→ Exercise prompt:
Rewrite the entries from the start up to and including the line with "85], [712, 87]]", replacing "rear window glass" with "back windshield glass" everywhere it appears and changing nothing else.

::: Records supplied :::

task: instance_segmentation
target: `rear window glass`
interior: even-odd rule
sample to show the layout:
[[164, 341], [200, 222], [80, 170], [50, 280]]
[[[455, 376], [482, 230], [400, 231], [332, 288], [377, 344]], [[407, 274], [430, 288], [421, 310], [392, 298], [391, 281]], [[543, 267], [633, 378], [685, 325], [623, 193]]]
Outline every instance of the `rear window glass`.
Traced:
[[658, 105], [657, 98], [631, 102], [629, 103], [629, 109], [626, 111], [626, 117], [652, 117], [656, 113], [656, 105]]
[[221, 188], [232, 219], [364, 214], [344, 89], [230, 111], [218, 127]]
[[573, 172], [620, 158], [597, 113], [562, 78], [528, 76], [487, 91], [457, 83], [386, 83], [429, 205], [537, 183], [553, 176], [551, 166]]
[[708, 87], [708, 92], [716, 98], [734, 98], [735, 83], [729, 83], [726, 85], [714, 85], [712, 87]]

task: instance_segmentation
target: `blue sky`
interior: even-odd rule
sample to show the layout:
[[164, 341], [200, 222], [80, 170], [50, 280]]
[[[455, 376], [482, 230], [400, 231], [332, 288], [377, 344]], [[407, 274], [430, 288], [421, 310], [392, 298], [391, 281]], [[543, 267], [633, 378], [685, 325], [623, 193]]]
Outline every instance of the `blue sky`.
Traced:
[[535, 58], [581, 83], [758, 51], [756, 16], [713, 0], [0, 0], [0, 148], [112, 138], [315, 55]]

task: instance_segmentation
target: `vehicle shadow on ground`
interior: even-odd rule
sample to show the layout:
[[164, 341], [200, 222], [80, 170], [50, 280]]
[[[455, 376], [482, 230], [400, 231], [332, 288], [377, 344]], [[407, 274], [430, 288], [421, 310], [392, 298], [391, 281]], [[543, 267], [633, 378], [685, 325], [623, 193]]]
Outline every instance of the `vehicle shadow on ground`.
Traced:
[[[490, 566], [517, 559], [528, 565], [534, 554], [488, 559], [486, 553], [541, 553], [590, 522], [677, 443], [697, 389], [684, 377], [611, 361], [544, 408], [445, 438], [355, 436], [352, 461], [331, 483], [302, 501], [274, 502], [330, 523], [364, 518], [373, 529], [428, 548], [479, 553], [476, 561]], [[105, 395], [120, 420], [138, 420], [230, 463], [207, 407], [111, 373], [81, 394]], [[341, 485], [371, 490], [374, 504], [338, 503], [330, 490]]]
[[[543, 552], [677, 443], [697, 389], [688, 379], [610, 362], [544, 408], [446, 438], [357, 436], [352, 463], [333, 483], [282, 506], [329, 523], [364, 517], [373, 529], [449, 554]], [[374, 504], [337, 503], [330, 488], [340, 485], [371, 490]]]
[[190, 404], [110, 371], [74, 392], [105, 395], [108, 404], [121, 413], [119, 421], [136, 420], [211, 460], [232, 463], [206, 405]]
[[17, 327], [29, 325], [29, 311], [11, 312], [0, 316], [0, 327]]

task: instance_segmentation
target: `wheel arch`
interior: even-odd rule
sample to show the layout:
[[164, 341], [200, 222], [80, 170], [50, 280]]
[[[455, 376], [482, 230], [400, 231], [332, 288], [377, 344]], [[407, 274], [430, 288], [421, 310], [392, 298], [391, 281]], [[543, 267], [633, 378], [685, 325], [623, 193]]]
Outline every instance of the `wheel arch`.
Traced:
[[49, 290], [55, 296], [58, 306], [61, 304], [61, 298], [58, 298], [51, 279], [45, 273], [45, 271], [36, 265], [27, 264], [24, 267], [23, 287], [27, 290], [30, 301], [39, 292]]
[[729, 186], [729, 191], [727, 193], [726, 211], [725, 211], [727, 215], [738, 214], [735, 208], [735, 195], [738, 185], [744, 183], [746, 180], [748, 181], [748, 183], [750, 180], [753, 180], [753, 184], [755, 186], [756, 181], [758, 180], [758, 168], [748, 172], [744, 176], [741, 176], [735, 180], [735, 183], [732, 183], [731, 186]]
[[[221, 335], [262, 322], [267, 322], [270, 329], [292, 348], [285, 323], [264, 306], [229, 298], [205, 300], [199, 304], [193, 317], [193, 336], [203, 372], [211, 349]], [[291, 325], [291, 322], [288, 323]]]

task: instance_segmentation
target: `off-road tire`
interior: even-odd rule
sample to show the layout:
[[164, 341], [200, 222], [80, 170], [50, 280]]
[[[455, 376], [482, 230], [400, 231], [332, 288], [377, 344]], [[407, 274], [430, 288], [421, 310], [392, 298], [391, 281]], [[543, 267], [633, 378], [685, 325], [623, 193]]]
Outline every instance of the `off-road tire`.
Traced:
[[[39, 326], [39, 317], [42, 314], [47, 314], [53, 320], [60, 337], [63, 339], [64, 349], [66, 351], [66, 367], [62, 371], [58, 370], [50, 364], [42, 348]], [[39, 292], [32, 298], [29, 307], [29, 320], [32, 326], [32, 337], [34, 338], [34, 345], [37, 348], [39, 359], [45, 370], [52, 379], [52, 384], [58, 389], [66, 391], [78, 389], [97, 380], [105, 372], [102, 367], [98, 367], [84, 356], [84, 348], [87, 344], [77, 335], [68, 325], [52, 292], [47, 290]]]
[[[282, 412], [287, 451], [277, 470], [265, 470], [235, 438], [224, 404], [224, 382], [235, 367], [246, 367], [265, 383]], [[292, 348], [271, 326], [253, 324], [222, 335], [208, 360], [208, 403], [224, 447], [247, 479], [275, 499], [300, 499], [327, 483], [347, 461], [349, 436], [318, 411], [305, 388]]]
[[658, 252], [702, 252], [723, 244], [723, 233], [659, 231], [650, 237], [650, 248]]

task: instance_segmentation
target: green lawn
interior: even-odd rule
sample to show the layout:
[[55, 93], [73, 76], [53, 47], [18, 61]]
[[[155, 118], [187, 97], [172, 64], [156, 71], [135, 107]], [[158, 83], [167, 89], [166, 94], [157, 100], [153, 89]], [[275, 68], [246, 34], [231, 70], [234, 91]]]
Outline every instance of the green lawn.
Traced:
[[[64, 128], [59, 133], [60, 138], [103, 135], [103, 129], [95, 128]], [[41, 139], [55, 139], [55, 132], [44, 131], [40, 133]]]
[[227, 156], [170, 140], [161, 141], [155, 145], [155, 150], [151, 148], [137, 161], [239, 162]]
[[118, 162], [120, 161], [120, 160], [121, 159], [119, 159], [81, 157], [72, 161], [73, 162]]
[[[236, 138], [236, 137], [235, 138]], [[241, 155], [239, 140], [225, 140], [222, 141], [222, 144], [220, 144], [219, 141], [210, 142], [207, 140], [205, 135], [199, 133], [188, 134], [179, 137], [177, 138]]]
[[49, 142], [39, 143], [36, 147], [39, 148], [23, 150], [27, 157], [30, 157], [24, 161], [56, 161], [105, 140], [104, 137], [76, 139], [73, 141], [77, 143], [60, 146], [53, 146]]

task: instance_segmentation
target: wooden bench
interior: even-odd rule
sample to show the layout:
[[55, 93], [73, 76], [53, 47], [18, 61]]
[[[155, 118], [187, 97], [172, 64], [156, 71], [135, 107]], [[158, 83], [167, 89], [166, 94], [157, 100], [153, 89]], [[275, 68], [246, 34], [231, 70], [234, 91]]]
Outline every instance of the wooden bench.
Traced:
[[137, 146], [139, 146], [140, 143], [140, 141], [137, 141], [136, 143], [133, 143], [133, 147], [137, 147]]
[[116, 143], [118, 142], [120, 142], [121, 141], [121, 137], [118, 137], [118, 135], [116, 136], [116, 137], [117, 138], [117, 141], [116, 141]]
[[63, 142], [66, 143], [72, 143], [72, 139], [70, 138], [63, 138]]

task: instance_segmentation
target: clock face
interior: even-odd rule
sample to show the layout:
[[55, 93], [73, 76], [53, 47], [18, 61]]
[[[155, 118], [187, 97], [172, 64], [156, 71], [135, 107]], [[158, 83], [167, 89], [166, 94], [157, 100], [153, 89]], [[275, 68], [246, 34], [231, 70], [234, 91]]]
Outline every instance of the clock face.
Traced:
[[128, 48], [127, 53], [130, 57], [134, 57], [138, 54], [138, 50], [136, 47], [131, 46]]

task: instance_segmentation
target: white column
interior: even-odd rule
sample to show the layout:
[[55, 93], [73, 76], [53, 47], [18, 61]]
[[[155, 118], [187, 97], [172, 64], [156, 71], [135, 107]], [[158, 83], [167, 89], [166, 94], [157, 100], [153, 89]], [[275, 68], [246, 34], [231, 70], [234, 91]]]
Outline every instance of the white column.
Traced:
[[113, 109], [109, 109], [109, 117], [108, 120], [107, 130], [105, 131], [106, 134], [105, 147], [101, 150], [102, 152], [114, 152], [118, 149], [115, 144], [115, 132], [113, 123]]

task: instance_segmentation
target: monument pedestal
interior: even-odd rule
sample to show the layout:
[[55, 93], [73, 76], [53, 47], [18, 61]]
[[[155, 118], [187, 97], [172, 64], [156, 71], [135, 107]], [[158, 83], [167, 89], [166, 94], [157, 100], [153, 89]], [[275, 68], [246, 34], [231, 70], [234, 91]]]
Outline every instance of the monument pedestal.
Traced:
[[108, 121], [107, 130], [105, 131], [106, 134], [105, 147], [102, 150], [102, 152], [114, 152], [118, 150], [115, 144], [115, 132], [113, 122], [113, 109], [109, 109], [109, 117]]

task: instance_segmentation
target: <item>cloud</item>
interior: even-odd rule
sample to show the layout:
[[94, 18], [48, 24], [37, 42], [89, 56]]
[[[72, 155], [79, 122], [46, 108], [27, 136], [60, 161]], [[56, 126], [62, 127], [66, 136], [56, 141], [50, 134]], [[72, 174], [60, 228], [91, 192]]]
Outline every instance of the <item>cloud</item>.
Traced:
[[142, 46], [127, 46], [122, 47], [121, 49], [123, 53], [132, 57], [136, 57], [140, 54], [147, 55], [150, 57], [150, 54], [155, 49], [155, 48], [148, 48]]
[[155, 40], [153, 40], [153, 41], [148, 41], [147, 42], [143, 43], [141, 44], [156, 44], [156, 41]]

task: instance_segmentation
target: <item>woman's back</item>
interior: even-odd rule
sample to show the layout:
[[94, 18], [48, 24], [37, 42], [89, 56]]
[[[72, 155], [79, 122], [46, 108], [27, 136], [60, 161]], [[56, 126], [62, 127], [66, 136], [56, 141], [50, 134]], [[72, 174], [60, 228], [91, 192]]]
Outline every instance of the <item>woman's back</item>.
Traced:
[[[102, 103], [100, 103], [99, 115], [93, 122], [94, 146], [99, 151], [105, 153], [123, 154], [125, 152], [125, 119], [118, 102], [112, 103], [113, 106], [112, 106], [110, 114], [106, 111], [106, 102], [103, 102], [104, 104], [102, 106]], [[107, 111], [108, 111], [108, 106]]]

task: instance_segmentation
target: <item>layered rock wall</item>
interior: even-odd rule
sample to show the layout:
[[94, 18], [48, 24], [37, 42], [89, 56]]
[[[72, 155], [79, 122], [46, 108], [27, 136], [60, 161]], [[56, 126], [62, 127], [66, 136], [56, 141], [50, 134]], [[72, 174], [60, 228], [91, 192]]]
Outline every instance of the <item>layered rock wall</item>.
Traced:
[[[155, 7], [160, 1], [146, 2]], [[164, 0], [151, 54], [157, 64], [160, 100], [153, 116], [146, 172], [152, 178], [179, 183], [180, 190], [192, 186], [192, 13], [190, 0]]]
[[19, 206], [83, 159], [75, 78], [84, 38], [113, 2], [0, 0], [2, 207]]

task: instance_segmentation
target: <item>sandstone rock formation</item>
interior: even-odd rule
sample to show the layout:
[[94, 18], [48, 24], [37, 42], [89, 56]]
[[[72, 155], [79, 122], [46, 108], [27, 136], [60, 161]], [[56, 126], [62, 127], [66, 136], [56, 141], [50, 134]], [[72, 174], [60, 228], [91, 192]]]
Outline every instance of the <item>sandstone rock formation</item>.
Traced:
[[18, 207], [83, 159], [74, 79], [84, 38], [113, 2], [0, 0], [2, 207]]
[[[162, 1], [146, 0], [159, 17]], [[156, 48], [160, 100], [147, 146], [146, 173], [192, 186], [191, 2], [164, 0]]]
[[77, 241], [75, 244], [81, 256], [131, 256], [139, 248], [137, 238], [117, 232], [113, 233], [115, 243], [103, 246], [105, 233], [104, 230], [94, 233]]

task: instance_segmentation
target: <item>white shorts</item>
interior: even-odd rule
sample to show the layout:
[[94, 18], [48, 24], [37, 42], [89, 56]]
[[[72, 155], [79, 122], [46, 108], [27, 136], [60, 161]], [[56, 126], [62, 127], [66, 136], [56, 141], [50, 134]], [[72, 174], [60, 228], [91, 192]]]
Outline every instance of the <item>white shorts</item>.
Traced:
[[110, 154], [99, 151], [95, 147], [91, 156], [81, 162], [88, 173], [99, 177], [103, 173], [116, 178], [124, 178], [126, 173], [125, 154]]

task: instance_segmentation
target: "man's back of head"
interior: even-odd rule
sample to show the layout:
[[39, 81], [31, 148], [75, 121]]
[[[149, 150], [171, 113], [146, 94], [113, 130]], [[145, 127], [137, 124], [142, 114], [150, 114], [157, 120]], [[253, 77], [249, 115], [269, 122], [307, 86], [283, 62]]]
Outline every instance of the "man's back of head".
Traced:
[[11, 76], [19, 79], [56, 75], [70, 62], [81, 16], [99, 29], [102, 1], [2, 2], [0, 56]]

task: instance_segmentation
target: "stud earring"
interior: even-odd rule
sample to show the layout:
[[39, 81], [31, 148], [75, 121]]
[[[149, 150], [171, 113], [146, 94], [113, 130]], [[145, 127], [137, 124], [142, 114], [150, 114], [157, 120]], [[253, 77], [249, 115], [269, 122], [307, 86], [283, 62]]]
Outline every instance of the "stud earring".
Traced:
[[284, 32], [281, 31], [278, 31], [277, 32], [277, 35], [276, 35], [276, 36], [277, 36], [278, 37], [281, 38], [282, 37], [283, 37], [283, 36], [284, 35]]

:::

→ Exercise output:
task: instance_segmentation
target: `back windshield glass`
interior: even-odd rule
sample to show the layout:
[[164, 341], [200, 222], [80, 170], [50, 280]]
[[[455, 376], [482, 230], [400, 231], [332, 288], [377, 344]], [[407, 274], [430, 288], [421, 310], [392, 298], [391, 281]], [[543, 267], [633, 378], [685, 325], [623, 193]]]
Outline every instance of the `back windshield glass`.
Traced:
[[658, 105], [657, 98], [631, 102], [629, 103], [629, 109], [626, 111], [626, 117], [652, 117], [656, 113], [656, 105]]
[[221, 188], [232, 219], [364, 214], [344, 89], [230, 111], [218, 127]]
[[573, 172], [620, 158], [597, 113], [562, 78], [528, 76], [487, 91], [457, 83], [386, 83], [429, 205], [537, 183], [553, 176], [551, 166]]
[[708, 87], [708, 92], [716, 98], [734, 98], [735, 83], [729, 83], [726, 85], [714, 85], [712, 87]]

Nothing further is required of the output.